■ EXCERPT:
Integration with Pipeline System

Post-Workspace Processing

The orchestrator calls post_workspace() after creating symlinks:

# In orchestrator.compile_pipelines()
def compile_pipelines(self):
    """Compile pipelines for all detected wells."""

    # 1. Create workspace symlinks
    self.create_workspace_symlinks()

    # 2. Process workspace with microscope handler
    actual_input_dir = self.microscope_handler.post_workspace(
        workspace_path=self.workspace_path,
        filemanager=self.filemanager
    )

    # 3. Update input directory to flattened location
    self.input_dir = actual_input_dir

    # 4. Detect patterns in processed directory
    patterns_by_well = self.microscope_handler.auto_detect_patterns(
        folder_path=self.input_dir,
        well_filter=self.wells,
        extensions=DEFAULT_IMAGE_EXTENSIONS,
        group_by="channel",
        variable_components=["site"],
        backend="disk"
    )

    # 5. Compile pipeline for each well
    for well_id in self.wells:
        if well_id in patterns_by_well:
            context = self.create_context(well_id)
            # ... compilation continues

Pattern Usage in FunctionStep

Patterns are used during step execution:

# In FunctionStep.process()
def process(self, context: 'ProcessingContext', step_index: int) -> None:
    """Execute function step using detected patterns."""

    # 1. Get step plan for this step
    step_plan = context.step_plans[step_index]
    patterns_by_well = step_plan.get('patterns_by_well', {})

■ YOUR TASKS:
1 – Translate this sentence from the pipeline integration excerpt into Spanish: "The orchestrator calls post_workspace() after creating symlinks."
2 – Echo the pipeline integration excerpt from "# 4. Detect" to "context = self.create_context(well_id)", word for word.

■ GIVEN RECORDS:
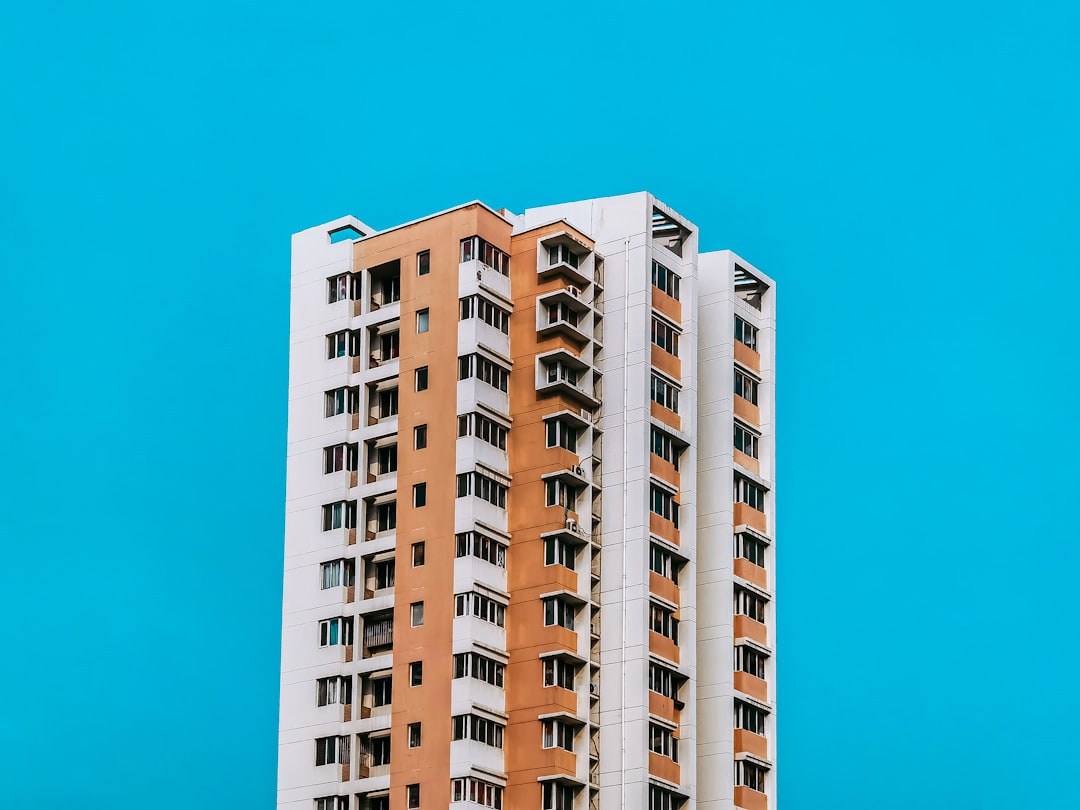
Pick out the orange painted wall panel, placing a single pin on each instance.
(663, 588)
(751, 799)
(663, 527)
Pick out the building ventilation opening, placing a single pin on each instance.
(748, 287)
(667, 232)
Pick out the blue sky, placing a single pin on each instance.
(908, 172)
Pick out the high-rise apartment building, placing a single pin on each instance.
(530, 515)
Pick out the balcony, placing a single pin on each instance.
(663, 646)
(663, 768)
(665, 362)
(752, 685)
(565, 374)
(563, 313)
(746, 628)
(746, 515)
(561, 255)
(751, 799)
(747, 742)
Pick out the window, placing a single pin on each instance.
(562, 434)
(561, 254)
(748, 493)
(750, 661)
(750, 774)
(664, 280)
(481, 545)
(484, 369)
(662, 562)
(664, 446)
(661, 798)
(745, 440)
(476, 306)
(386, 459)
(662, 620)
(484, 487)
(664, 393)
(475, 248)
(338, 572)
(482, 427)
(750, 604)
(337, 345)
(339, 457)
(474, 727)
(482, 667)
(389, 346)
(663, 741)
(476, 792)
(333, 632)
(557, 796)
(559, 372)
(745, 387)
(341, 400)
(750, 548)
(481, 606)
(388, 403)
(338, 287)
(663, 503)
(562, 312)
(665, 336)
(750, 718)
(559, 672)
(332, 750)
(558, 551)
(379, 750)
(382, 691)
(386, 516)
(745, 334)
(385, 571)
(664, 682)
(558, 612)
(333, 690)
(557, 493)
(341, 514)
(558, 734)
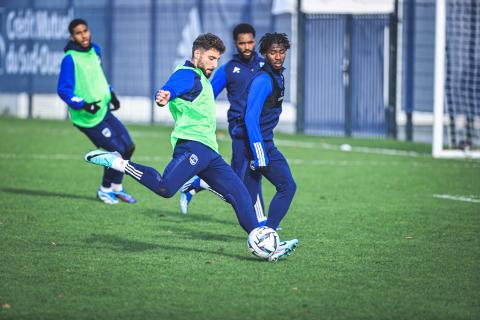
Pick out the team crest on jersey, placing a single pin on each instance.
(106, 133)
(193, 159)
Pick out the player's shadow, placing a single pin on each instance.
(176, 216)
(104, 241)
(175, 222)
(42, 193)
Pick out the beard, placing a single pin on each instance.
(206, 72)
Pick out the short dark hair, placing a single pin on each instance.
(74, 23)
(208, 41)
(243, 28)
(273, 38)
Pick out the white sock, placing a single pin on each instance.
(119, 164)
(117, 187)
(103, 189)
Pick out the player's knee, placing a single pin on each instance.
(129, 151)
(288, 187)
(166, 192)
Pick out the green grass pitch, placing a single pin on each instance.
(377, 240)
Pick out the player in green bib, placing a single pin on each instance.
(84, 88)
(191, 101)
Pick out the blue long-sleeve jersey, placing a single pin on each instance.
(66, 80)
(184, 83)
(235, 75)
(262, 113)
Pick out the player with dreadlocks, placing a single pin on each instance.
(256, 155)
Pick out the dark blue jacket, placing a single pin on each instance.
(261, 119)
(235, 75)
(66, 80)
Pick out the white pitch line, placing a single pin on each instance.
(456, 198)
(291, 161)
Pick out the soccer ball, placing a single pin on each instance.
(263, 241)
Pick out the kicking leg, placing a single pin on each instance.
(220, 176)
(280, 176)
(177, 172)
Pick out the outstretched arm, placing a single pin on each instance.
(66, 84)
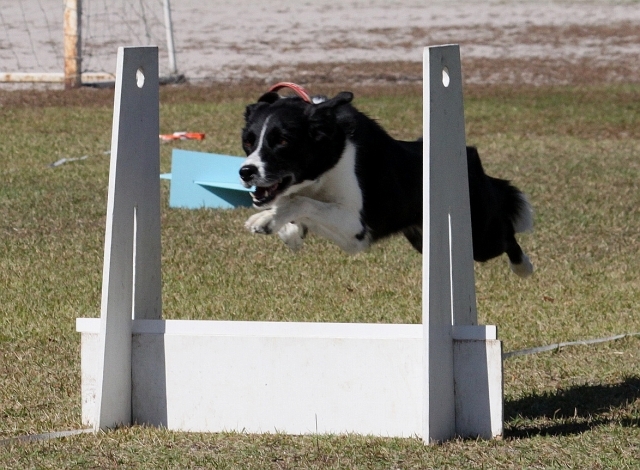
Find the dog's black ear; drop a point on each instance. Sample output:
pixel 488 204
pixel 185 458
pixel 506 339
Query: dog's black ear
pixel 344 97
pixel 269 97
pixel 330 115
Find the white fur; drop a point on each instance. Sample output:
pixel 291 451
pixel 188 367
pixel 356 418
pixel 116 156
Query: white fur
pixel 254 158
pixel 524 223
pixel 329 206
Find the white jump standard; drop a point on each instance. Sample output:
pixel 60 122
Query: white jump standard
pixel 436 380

■ TASK SOLUTIONS:
1 – El orquestador llama a post_workspace() después de crear los enlaces simbólicos.

2 –
# 4. Detect patterns in processed directory
    patterns_by_well = self.microscope_handler.auto_detect_patterns(
        folder_path=self.input_dir,
        well_filter=self.wells,
        extensions=DEFAULT_IMAGE_EXTENSIONS,
        group_by="channel",
        variable_components=["site"],
        backend="disk"
    )

    # 5. Compile pipeline for each well
    for well_id in self.wells:
        if well_id in patterns_by_well:
            context = self.create_context(well_id)